:: SOURCE EXTRACT ::
*-*-*

This week I did something I haven’t done in a very long time. As in, I can’t actually remember the last time I did it, which is a bit embarrassing to admit. For one day (and not even a full day), I fasted.
Now I know that Christians aren’t supposed to talk about it when they fast. And that comes straight from Jesus. The goal is that your fasting be seen “by your Father who is in secret” and not by others. It’s like Fight Club. The first rule of Fight Club is you don’t talk about Fight Club.
(I’ve actually never seen this movie. I don’t even know what it’s about except men beating each other up. But almost every dude I know has mansplained this movie to me at least once, so lines from this unseen film are forever burned into my memory, taking up brain space that I’m sure could be devoted to something far more useful. Thanks, guys.)
But I’m not actually here to talk about my fasting as a source of pride (no one is less impressed than I am with what a baby I am when I don’t eat, so I don’t look to share the details of my day here). I more hope to express the startling rediscovery of something I hadn’t really considered in a while: the value of spiritual disciplines for the sake of obedience.
Why Spiritual Disciplines?
We inhabit a culture in which the loud motto seems to have become that I should get to be who I am, who I want to be, do what I want, live how I choose, and pursue my personal fulfillment. That’s the secular battle cry, though it’s increasingly becoming a mantra within American Christendom, as well. Because that’s what God must really want for me if He truly loves me.
But actually, if you believe that Scripture is inspired by God and inerrant (and, in defense of their beliefs, much of aforementioned American Christendom does NOT), then God, through inspired prophets, kings, priests, and apostles, and through His Son, Jesus, actually has a lot to say about what He wants for us.
And it has little to do with doing whatever makes me feel most happy at any given moment.
Oh, He wants us to be happy. Just not the earthly kind of temporal happiness that fades as quickly as the flower fades. He’s got eternal joy in mind, and if He created us, He knows better than anyone what it will take to earn us that happiness: namely, Him. He created us to delight in Him above all else, and to enjoy His creation only in so much as it points us back to Him.
He created us to delight in Him above all else, and to enjoy His creation only in so much as it points us back to Him.
Hence, spiritual disciplines. Now if you’re unfamiliar with what I mean by this term, I’m referring to the long practiced activities within the history of the church that are meant to draw us into a closer relationship with God and one another as believers. They include prayer, Scripture meditation, worship, evangelism, service, and, yes, fasting.
As the word “discipline” implies, these aren’t things that come naturally, but instead involve Spirit-led resolve and choice. If we are intent on pursuing these spiritual disciplines in spite of our fleshly resistance to them, there are usually one or two that seem especially hard, and that we will use any excuse to escape.
For me, fasting is a big one. There have been legitimate excuses: “I’m nursing. I can’t not eat. THE BABY NEEDS NOURISHMENT.” This excuse is about 6 years old for me and no longer holds any merit.

*-*-*

Pointing dataset records:
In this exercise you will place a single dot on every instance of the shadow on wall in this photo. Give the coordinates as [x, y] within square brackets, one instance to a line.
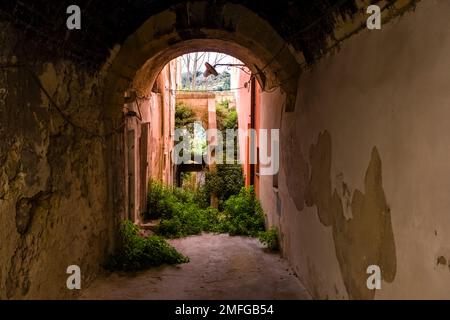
[362, 240]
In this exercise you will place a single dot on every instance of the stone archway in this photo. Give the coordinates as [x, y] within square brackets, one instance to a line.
[195, 26]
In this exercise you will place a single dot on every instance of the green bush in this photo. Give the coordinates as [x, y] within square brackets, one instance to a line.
[243, 214]
[184, 115]
[226, 181]
[136, 253]
[270, 238]
[182, 215]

*-*-*

:: PROBLEM REQUIREMENTS ::
Write out everything in the post on fasting from "(I’ve actually never" down to "Why Spiritual Disciplines?". These records were taken from a separate source.

:: SOLUTION TO THIS EXERCISE ::
(I’ve actually never seen this movie. I don’t even know what it’s about except men beating each other up. But almost every dude I know has mansplained this movie to me at least once, so lines from this unseen film are forever burned into my memory, taking up brain space that I’m sure could be devoted to something far more useful. Thanks, guys.)
But I’m not actually here to talk about my fasting as a source of pride (no one is less impressed than I am with what a baby I am when I don’t eat, so I don’t look to share the details of my day here). I more hope to express the startling rediscovery of something I hadn’t really considered in a while: the value of spiritual disciplines for the sake of obedience.
Why Spiritual Disciplines?